TASKS TO PERFORM ▸
1) Please explain, in one to three sentences and using the methods excerpt, why the rheological data were monitored at relatively low shear rates.
2) Answer these questions from the methods excerpt:
(a) At what temperature were the flow curves of the hydrogel mixtures obtained?
(b) What constant shear rate was first applied to the material, and for how long?
(c) Which software was used to design the lattice structures?

:: DOCUMENT EXCERPT ::

Flow curves of the hydrogel mixtures were obtained at 25°C with a Physica MCR 301 plate rheometer with one grooved plate PP25/Q1 D = 25 mm (Anton Paar GmbH, Graz, Austria). The material was initially sheared at a constant shear rate of 1 s⁻¹ for 40 s, after which a logarithmic shear rate gradient between 0.01 and 300 s⁻¹ was applied over a duration of 160 s while measuring the resulting shear stress. The viscous behavior of the hydrogel mixture is time‐dependent because of the additives 26 and the slow radical polymerization of PEG‐DA that happens even in the absence of UV light. Accordingly, representative samples for the residence time in the storage tank of the 3D‐printer were chosen ranging between 20 and 150 min. Rheological data were monitored at relatively low shear rates to model the behavior when the extrusion process is started and the material crosses the threshold to flowing. Flowing at high shear rates, as applied in Blaeser et al. 27, can be approximated, but is not relevant for 3D‐printing, during which defined strands of material are extruded.

2.4. 3D‐printing

For the production of defined hydrogel structures, the desired lattice structures were designed with the software BioCAD (regenHU, Villaz‐St‐Pierre, Switzerland) and printed with a pneumatic extrusion‐based 3D‐printer (3D Discovery, regenHU, Villaz‐St‐Pierre, Switzerland). Briefly, the printing pathway is designed as user‐determined coordinates and the parameters for the printheads are set within the software. The allocated information is converted by the software in the G‐code needed to control the printer, including commands to open and close valves or combine different printheads. Alternatively, the desired geometry can be designed in any custom CAD software and converted into G‐code that is readable by the 3D‐printer.

:::
:: DATASET EXTRACT ::

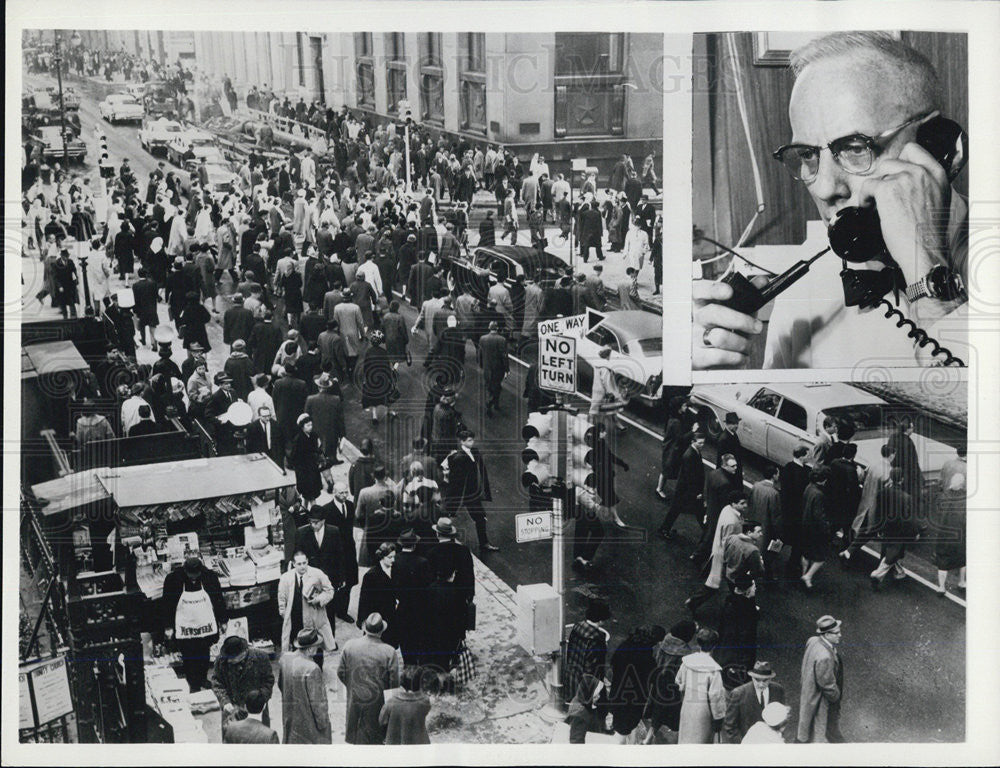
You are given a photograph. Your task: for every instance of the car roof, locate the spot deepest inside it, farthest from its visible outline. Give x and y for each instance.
(525, 254)
(632, 324)
(823, 396)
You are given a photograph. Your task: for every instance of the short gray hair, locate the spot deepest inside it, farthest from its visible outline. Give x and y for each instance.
(882, 51)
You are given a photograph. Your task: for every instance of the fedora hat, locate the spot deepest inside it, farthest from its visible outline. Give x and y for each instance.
(307, 638)
(761, 671)
(374, 625)
(324, 380)
(445, 527)
(408, 538)
(826, 624)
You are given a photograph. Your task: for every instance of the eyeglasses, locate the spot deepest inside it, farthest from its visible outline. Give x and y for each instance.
(854, 153)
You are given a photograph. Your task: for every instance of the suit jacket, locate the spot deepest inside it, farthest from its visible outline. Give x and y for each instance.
(744, 710)
(468, 479)
(305, 712)
(257, 442)
(328, 556)
(313, 616)
(249, 730)
(448, 555)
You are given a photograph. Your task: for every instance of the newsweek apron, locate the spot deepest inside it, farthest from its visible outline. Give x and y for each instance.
(195, 617)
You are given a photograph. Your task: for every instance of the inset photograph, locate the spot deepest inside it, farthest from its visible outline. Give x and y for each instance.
(830, 200)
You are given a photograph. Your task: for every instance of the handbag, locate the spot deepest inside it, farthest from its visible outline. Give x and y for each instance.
(470, 616)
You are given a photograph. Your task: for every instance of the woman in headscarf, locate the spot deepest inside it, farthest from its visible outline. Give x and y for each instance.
(307, 460)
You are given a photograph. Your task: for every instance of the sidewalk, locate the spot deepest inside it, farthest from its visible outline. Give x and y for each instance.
(500, 706)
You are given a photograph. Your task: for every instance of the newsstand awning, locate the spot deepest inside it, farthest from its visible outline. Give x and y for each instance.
(179, 481)
(71, 492)
(51, 357)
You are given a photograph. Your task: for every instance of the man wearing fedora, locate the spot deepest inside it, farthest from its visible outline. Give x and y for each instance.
(305, 712)
(451, 555)
(239, 673)
(321, 543)
(748, 701)
(769, 729)
(368, 667)
(729, 443)
(327, 410)
(411, 578)
(822, 685)
(303, 593)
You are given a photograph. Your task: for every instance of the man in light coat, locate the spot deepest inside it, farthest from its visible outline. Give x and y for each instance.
(305, 712)
(311, 589)
(368, 667)
(822, 685)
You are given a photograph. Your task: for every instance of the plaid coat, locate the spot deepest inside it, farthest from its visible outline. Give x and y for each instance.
(586, 654)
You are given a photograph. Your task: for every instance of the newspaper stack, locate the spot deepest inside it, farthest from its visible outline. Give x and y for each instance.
(150, 579)
(240, 571)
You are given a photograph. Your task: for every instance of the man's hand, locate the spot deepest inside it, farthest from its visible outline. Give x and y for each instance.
(720, 327)
(913, 197)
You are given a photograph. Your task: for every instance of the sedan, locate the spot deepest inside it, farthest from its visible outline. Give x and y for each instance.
(775, 418)
(636, 341)
(120, 107)
(155, 135)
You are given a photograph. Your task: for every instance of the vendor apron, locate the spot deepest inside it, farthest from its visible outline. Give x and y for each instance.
(195, 617)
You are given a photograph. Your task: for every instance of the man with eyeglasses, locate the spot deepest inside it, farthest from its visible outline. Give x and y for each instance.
(857, 103)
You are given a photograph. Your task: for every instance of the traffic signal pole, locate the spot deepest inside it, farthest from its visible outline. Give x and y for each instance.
(560, 441)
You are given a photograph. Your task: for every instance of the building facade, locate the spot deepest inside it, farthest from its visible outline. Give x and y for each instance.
(566, 95)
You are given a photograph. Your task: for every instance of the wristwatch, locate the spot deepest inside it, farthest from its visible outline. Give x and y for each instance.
(940, 283)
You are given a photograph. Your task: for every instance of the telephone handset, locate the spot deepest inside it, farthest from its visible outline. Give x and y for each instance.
(856, 236)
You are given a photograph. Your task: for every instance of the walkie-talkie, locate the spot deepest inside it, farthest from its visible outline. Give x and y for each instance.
(748, 298)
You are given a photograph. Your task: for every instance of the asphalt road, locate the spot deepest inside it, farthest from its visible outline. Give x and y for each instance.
(903, 648)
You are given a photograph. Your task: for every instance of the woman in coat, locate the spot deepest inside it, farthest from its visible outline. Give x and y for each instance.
(292, 286)
(949, 552)
(583, 714)
(194, 317)
(378, 377)
(700, 681)
(378, 595)
(307, 460)
(632, 673)
(404, 716)
(397, 335)
(815, 530)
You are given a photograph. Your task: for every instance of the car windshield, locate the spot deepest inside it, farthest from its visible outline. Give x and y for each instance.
(651, 346)
(867, 419)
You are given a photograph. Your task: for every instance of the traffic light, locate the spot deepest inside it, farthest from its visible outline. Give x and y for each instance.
(580, 454)
(539, 455)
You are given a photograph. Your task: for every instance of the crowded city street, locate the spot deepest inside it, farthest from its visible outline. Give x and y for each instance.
(340, 321)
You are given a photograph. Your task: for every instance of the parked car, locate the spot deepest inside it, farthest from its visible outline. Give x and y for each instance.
(505, 262)
(155, 134)
(119, 107)
(775, 418)
(49, 139)
(636, 341)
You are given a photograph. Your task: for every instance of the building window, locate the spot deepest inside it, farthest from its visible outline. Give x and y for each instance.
(365, 66)
(395, 74)
(472, 81)
(431, 78)
(300, 59)
(589, 84)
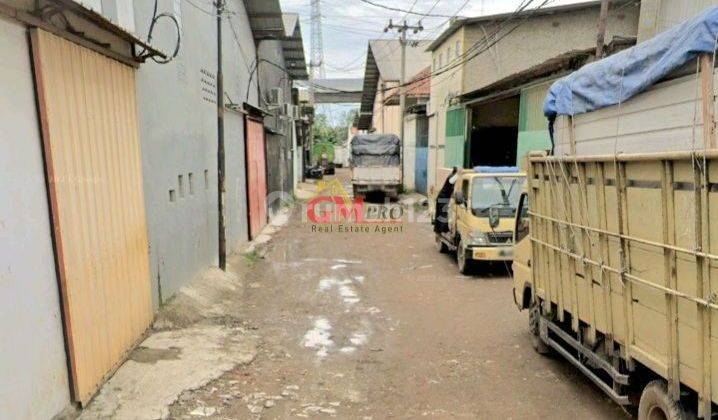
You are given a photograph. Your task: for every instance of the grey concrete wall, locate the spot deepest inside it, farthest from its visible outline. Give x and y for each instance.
(178, 130)
(33, 369)
(279, 136)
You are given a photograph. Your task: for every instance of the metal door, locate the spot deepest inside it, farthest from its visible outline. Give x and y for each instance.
(420, 169)
(88, 115)
(422, 153)
(256, 177)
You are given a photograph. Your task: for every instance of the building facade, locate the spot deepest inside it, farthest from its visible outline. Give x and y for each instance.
(476, 116)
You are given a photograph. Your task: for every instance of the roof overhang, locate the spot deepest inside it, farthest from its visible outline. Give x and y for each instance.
(268, 22)
(293, 49)
(336, 91)
(549, 69)
(39, 16)
(457, 23)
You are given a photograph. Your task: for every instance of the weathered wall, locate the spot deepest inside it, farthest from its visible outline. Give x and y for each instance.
(279, 135)
(665, 118)
(444, 87)
(533, 125)
(409, 151)
(178, 129)
(33, 369)
(659, 15)
(541, 38)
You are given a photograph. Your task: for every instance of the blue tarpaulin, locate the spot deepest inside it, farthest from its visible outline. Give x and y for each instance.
(621, 76)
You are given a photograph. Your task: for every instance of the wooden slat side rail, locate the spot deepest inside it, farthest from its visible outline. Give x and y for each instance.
(587, 246)
(670, 278)
(604, 255)
(702, 232)
(90, 130)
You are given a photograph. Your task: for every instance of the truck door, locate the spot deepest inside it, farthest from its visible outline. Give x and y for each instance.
(522, 253)
(460, 225)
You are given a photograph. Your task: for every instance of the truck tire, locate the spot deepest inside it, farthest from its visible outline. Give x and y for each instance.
(440, 245)
(536, 341)
(656, 404)
(465, 264)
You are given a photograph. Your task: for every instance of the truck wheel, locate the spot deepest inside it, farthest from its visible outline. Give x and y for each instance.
(440, 245)
(536, 341)
(463, 262)
(656, 404)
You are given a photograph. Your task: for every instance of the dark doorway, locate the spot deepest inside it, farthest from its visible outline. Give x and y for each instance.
(494, 133)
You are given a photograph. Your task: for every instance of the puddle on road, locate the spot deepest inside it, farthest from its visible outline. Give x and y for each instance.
(319, 337)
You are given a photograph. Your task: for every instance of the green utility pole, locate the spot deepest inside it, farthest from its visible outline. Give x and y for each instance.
(601, 37)
(402, 30)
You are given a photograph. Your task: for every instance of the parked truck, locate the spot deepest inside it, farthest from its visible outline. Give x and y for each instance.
(616, 256)
(480, 216)
(376, 164)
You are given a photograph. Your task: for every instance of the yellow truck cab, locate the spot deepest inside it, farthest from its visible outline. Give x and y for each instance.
(481, 214)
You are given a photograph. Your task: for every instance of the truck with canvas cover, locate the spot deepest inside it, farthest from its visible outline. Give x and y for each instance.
(616, 255)
(480, 216)
(376, 164)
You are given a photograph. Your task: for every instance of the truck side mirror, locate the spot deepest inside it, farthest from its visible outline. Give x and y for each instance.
(494, 217)
(521, 228)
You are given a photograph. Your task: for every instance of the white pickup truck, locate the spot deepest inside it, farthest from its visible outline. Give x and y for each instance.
(376, 164)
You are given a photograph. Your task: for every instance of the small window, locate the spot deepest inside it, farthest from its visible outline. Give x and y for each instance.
(465, 189)
(180, 184)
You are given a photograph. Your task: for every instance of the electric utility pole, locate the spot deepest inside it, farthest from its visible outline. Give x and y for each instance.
(222, 239)
(601, 37)
(402, 30)
(316, 62)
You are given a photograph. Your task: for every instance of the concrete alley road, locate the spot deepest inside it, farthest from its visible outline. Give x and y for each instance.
(371, 325)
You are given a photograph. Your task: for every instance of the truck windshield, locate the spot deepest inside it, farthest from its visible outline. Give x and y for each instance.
(502, 193)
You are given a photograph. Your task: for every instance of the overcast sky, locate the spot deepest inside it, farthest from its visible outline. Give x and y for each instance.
(347, 25)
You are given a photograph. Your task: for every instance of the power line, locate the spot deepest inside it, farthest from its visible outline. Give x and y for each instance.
(396, 9)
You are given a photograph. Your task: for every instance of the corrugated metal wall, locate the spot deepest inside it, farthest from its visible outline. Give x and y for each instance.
(88, 112)
(533, 125)
(667, 117)
(33, 365)
(256, 176)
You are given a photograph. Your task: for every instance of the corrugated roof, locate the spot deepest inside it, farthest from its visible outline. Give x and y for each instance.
(420, 85)
(293, 47)
(457, 23)
(336, 91)
(268, 22)
(384, 61)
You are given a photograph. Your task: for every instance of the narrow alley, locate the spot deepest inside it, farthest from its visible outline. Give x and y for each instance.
(370, 325)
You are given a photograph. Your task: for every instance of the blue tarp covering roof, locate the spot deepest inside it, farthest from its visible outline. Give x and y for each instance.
(496, 169)
(621, 76)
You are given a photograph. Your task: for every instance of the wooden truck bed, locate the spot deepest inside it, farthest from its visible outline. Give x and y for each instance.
(628, 245)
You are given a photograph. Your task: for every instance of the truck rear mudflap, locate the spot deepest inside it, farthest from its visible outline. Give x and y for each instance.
(578, 354)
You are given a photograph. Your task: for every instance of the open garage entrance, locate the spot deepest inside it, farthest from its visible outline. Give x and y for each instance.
(494, 130)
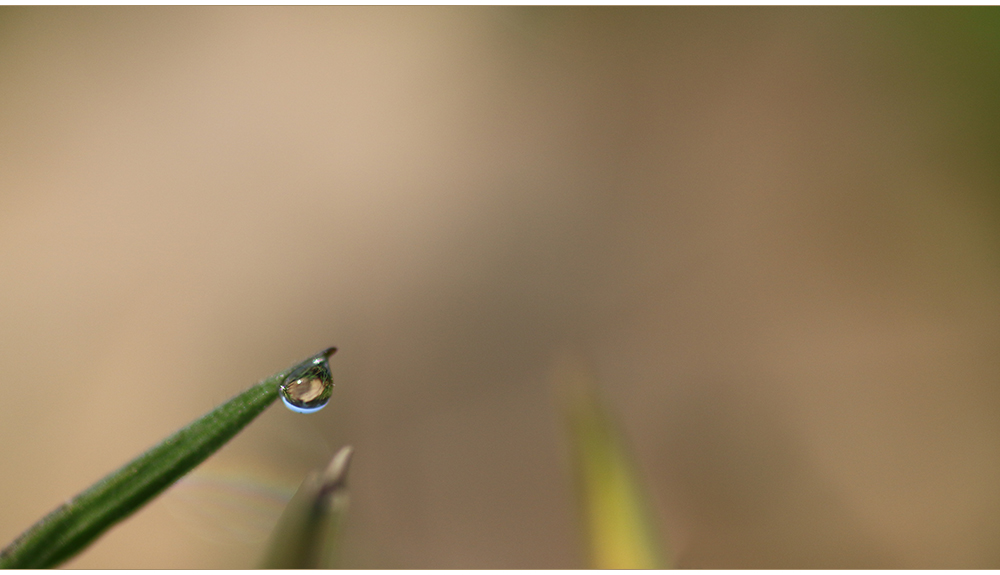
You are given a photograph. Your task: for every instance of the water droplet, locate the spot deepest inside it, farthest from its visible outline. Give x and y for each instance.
(307, 388)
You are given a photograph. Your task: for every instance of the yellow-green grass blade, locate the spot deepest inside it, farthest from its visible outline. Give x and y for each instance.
(308, 530)
(619, 528)
(70, 528)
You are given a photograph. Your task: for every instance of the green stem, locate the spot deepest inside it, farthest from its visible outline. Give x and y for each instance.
(69, 529)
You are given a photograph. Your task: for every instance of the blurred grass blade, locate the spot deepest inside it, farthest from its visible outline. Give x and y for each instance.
(616, 511)
(74, 525)
(307, 532)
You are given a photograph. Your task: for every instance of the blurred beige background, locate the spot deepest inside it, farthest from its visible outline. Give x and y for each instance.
(771, 232)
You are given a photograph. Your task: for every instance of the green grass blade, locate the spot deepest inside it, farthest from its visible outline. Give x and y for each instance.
(78, 522)
(620, 530)
(307, 532)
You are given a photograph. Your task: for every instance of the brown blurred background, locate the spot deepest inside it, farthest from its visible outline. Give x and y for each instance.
(771, 232)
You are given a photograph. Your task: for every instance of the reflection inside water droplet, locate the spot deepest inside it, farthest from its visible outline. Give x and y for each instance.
(308, 388)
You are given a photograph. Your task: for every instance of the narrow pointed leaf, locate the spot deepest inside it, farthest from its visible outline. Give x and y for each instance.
(616, 511)
(307, 531)
(75, 524)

:::

SOLUTION SET ▸
1) The data were monitored at low shear rates to model the material's behavior when extrusion starts and the material crosses the threshold to flowing. Flow at high shear rates can be approximated but is not relevant for 3D-printing, which extrudes defined strands of material.

2)
(a) 25°C
(b) 1 s⁻¹ for 40 s
(c) BioCAD